(Entries on locating named things)
---------------
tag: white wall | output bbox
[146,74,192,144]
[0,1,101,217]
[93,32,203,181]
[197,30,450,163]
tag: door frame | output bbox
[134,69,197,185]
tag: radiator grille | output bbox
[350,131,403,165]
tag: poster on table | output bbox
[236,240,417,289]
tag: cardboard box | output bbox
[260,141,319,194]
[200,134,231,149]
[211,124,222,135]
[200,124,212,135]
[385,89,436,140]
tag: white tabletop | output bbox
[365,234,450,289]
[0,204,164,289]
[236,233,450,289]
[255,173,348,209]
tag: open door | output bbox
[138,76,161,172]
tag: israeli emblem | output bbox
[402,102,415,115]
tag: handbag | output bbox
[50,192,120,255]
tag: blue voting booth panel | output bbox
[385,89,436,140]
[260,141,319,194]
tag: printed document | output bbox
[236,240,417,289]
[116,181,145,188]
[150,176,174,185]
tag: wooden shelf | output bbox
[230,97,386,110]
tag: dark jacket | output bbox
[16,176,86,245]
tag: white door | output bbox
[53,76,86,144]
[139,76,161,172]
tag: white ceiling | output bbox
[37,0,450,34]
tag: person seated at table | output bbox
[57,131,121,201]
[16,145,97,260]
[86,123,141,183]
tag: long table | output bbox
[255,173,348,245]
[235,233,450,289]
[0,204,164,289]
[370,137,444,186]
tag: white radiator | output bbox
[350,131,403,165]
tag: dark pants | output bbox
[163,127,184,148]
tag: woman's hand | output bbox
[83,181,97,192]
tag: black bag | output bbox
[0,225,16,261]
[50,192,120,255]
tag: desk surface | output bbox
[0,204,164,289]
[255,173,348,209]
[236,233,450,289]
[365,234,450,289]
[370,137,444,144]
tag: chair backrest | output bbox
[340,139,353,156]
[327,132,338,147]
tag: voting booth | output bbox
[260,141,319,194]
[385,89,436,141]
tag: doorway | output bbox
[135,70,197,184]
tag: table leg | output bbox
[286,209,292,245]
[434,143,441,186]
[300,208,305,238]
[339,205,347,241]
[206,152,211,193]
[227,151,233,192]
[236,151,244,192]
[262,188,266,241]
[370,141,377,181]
---------------
* AIM
Restate word for word the lines from the one holding "tag: radiator grille | output bbox" to the end of the listing, both ends included, and nothing more.

* RIGHT ANSWER
tag: radiator grille | output bbox
[350,131,403,165]
tag: poster on table | output bbox
[236,240,417,289]
tag: cardboard box | output bbox
[260,141,319,194]
[200,134,231,149]
[211,124,222,135]
[200,124,212,135]
[385,89,436,140]
tag: white tabletop | output bbox
[365,234,450,289]
[0,204,164,289]
[236,233,450,289]
[255,173,348,209]
tag: open door | output bbox
[138,76,161,172]
tag: israeli emblem | output bbox
[402,102,415,115]
tag: handbag | output bbox
[50,192,120,255]
tag: blue voting booth panel | output bbox
[385,89,436,140]
[260,141,319,194]
tag: printed document | output bbox
[236,240,417,289]
[116,181,145,188]
[150,176,174,185]
tag: wooden shelf | output bbox
[230,97,386,110]
tag: dark jacket | output bbox
[16,176,86,245]
tag: white door | output bbox
[53,76,86,144]
[139,76,161,172]
tag: white ceiling | output bbox
[37,0,450,34]
tag: person seated at table | output bbox
[57,131,121,201]
[16,145,97,260]
[86,123,141,183]
tag: long table | output bbox
[255,173,348,245]
[235,233,450,289]
[0,204,164,289]
[370,137,444,186]
tag: white radiator | output bbox
[350,131,403,165]
tag: dark pants | output bbox
[163,127,184,148]
tag: woman's hand | output bbox
[83,181,97,192]
tag: black bag | output bbox
[0,225,16,261]
[50,192,120,255]
tag: desk surface | output bbox
[0,204,164,289]
[255,173,348,209]
[236,233,450,289]
[365,234,450,289]
[370,137,444,144]
tag: chair backrest | output bbox
[340,139,353,156]
[327,132,338,147]
tag: voting booth | output bbox
[260,141,319,194]
[385,89,436,141]
tag: doorway | output bbox
[135,70,197,184]
tag: table leg | output bbox
[286,209,292,245]
[434,143,441,186]
[300,208,305,238]
[339,205,347,241]
[206,152,211,193]
[227,151,233,192]
[236,151,244,192]
[262,188,266,241]
[370,141,377,181]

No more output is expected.